Kudus (pilar.id) – Ikatan Dokter Indonesia (IDI) Cabang Kudus bersama Organisasi Profesi Medis menolak Penghapusan UU Profesi dalam Rancangan Undang-Undang (RUU) Kesehatan (Omnibus Law), pada penetapan Program Legislasi Nasional (Prolegnas) Prioritas oleh Dewan Perwakilan Rakyat (DPR) RI.
Selain IDI, Organisasi Profesi Medis Kesehatan tersebut diantaranya Persatuan Perawat Nasional Indonesia (PPNI), Persatuan Dokter Gigi Indonesia (PDGI), Ikatan Apoteker Indonesia (IAI), Ikatan Bidan Indonesia (IBI), dan Yayasan Lembaga Konsumen Indonesia (YLKI).
Ketua IDI Cabang Kudus, dr. Ahmad Syaifuddin menyatakan IDI beserta Organisasi Profesi Medis Kesehatan mendukung perbaikan sistem Kesehatan nasional dan menolak penghapusan UU Profesi yang ada dalam RUU Kesehatan atau Omnibus Law.

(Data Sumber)
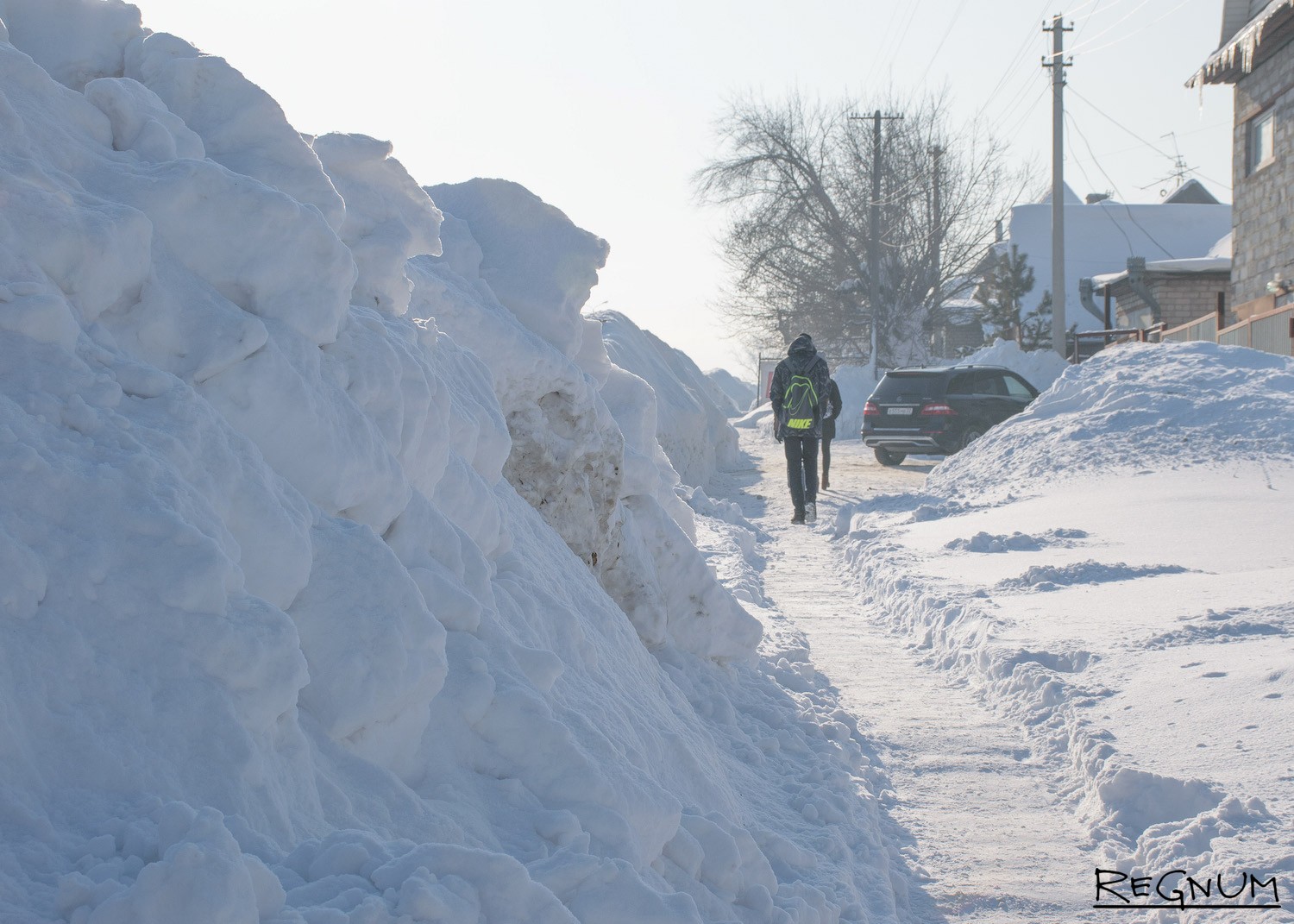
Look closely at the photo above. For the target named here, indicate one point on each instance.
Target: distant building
(1167, 292)
(1102, 235)
(1255, 57)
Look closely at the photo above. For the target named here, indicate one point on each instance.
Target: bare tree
(797, 180)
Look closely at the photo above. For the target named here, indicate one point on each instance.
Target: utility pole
(1058, 65)
(937, 237)
(874, 220)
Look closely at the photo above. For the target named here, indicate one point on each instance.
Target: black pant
(801, 470)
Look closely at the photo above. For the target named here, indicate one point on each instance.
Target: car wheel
(970, 437)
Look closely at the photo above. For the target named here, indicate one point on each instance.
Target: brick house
(1167, 292)
(1257, 57)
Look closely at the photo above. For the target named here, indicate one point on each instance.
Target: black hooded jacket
(801, 360)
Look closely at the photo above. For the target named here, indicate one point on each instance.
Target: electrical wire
(1097, 109)
(1092, 185)
(1112, 26)
(1135, 33)
(939, 48)
(1126, 207)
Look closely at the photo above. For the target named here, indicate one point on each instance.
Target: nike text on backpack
(800, 404)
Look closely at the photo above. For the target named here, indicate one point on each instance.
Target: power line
(1134, 34)
(1115, 25)
(1126, 207)
(1097, 109)
(946, 34)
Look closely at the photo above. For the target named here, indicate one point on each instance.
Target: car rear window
(898, 386)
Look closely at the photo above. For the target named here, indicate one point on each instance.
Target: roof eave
(1257, 41)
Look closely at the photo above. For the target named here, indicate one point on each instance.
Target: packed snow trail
(985, 826)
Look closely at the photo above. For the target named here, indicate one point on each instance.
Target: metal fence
(1200, 329)
(1272, 333)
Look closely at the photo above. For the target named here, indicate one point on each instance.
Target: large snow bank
(1112, 569)
(1185, 404)
(292, 625)
(739, 393)
(691, 424)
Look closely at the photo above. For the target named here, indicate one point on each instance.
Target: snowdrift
(1112, 569)
(1179, 405)
(691, 419)
(343, 575)
(740, 393)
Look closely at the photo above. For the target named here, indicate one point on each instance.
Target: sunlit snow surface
(1115, 571)
(344, 576)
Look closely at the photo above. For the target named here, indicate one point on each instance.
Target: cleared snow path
(980, 810)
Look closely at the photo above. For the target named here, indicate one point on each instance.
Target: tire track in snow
(985, 825)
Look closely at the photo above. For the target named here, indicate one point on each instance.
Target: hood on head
(802, 346)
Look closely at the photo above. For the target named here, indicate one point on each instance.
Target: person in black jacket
(799, 396)
(828, 429)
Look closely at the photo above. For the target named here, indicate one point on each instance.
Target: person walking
(828, 429)
(799, 396)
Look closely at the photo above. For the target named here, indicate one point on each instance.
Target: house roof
(1193, 266)
(1247, 41)
(1192, 192)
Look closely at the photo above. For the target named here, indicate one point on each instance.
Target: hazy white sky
(605, 108)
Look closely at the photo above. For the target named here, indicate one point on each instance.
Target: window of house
(1262, 141)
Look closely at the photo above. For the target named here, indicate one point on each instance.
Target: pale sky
(606, 109)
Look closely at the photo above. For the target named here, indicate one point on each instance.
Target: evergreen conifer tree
(1007, 280)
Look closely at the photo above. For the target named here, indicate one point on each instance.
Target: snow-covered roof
(1242, 47)
(1192, 192)
(1188, 267)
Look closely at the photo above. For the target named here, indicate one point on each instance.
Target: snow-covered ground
(1113, 572)
(343, 575)
(349, 572)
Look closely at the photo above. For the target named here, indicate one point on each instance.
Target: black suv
(934, 411)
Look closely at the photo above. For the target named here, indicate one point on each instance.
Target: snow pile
(1183, 404)
(1040, 368)
(292, 625)
(584, 431)
(691, 419)
(739, 393)
(1135, 618)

--- TUGAS ---
Sunting artikel tentang RUU Kesehatan dengan menuliskan kembali semuanya mulai dari "Kudus (pilar.id) –" hingga ke "atau Omnibus Law.", dan ganti "menolak" dengan "menentang".

--- HASIL AKHIR ---
Kudus (pilar.id) – Ikatan Dokter Indonesia (IDI) Cabang Kudus bersama Organisasi Profesi Medis menentang Penghapusan UU Profesi dalam Rancangan Undang-Undang (RUU) Kesehatan (Omnibus Law), pada penetapan Program Legislasi Nasional (Prolegnas) Prioritas oleh Dewan Perwakilan Rakyat (DPR) RI.
Selain IDI, Organisasi Profesi Medis Kesehatan tersebut diantaranya Persatuan Perawat Nasional Indonesia (PPNI), Persatuan Dokter Gigi Indonesia (PDGI), Ikatan Apoteker Indonesia (IAI), Ikatan Bidan Indonesia (IBI), dan Yayasan Lembaga Konsumen Indonesia (YLKI).
Ketua IDI Cabang Kudus, dr. Ahmad Syaifuddin menyatakan IDI beserta Organisasi Profesi Medis Kesehatan mendukung perbaikan sistem Kesehatan nasional dan menentang penghapusan UU Profesi yang ada dalam RUU Kesehatan atau Omnibus Law.